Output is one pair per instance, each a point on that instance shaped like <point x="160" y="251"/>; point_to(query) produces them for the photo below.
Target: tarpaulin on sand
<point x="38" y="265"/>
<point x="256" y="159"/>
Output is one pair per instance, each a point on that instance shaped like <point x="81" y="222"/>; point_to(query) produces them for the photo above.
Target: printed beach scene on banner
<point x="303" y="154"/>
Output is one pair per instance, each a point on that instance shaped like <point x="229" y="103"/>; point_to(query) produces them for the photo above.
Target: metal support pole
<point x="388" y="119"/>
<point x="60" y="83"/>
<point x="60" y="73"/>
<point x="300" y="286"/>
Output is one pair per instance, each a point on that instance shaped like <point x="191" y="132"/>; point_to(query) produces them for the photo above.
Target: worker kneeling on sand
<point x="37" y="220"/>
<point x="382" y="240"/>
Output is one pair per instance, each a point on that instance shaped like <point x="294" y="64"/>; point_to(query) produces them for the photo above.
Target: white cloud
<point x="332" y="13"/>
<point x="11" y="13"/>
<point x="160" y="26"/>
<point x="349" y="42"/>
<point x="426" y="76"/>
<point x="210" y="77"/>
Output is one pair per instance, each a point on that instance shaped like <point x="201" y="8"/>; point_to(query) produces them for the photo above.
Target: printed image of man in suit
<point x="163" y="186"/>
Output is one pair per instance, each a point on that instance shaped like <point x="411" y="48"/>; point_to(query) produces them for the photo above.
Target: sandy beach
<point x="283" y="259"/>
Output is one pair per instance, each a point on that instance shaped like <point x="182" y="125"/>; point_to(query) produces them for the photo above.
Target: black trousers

========================================

The entries above should be repeated exactly, every one of them.

ANSWER TO THE EXERCISE
Output is one pair per instance, each a point on that instance shaped like <point x="160" y="251"/>; point_to(query) produces them for the photo below.
Target: tarpaulin on sand
<point x="38" y="265"/>
<point x="256" y="159"/>
Output is one pair per instance, each a point on that instance shaped like <point x="81" y="222"/>; point_to(query) produces them for the photo above.
Target: printed beach scene on banner
<point x="303" y="154"/>
Output is one pair per instance, each a point on that instance shaped like <point x="229" y="103"/>; point_to(query) produces them for the photo above.
Target: metal support pole
<point x="388" y="119"/>
<point x="60" y="83"/>
<point x="60" y="73"/>
<point x="300" y="286"/>
Output is one pair per instance, each a point on that instance shaped like <point x="191" y="132"/>; point_to(query) produces them for the photo above.
Target: worker kneeling on sand
<point x="37" y="220"/>
<point x="382" y="240"/>
Output is one pair per instance, each a point on that instance shaped like <point x="294" y="64"/>; point_to(query) produces them for the photo above.
Target: white cloud
<point x="332" y="13"/>
<point x="11" y="13"/>
<point x="160" y="26"/>
<point x="349" y="42"/>
<point x="426" y="76"/>
<point x="210" y="77"/>
Output is one pair per instance, each a point on that instance shaped like <point x="201" y="8"/>; point_to(query) produces them for the photo above.
Target: printed image of man in suit
<point x="163" y="186"/>
Output is one pair per instance, each a point on that instance shaped like <point x="411" y="48"/>; point_to(query) produces them for the photo above.
Target: sandy beach
<point x="283" y="259"/>
Output is one pair per instance, each a point on that instance shaped like <point x="182" y="125"/>; point_to(query) produces them for the photo above.
Target: black trousers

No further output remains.